→ **INSTRUCTIONS TO FOLLOW**: For this exercise, write out exactly the lines of the material from the one containing "Objective: locate each instance of the scoreboard" through the end, both ends included, and nothing more.

→ **MATERIAL SUPPLIED**:

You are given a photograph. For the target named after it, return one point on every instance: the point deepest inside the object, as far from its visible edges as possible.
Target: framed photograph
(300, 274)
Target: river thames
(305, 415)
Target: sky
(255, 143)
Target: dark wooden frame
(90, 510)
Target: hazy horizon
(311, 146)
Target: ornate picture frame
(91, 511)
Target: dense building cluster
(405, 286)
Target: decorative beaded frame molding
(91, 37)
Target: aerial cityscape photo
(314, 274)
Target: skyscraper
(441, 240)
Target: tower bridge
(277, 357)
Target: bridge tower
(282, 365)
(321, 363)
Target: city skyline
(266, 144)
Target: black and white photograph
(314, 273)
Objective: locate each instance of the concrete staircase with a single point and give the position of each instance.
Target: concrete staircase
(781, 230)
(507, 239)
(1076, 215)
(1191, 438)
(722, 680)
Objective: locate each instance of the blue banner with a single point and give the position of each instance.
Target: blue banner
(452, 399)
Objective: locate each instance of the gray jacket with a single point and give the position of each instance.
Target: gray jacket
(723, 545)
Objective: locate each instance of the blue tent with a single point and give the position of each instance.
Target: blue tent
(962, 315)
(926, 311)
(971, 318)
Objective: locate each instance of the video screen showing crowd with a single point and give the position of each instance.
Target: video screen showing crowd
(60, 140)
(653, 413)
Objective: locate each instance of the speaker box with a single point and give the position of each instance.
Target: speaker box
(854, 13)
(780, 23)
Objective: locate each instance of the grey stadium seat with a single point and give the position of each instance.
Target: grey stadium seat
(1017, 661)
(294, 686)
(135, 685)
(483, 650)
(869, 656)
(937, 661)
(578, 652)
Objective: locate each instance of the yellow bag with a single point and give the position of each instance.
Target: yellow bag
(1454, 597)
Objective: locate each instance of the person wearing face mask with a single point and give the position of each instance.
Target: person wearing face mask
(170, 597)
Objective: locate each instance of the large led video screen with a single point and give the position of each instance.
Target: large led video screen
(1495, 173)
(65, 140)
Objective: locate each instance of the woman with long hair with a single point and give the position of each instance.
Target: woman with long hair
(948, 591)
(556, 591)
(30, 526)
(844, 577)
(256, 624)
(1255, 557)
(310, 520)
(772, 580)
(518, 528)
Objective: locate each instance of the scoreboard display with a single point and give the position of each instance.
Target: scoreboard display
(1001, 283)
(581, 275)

→ **SOLUTION**:
Objective: locate each instance of the scoreboard display with a single point and give the position of each instance.
Target: scoreboard display
(1001, 283)
(581, 275)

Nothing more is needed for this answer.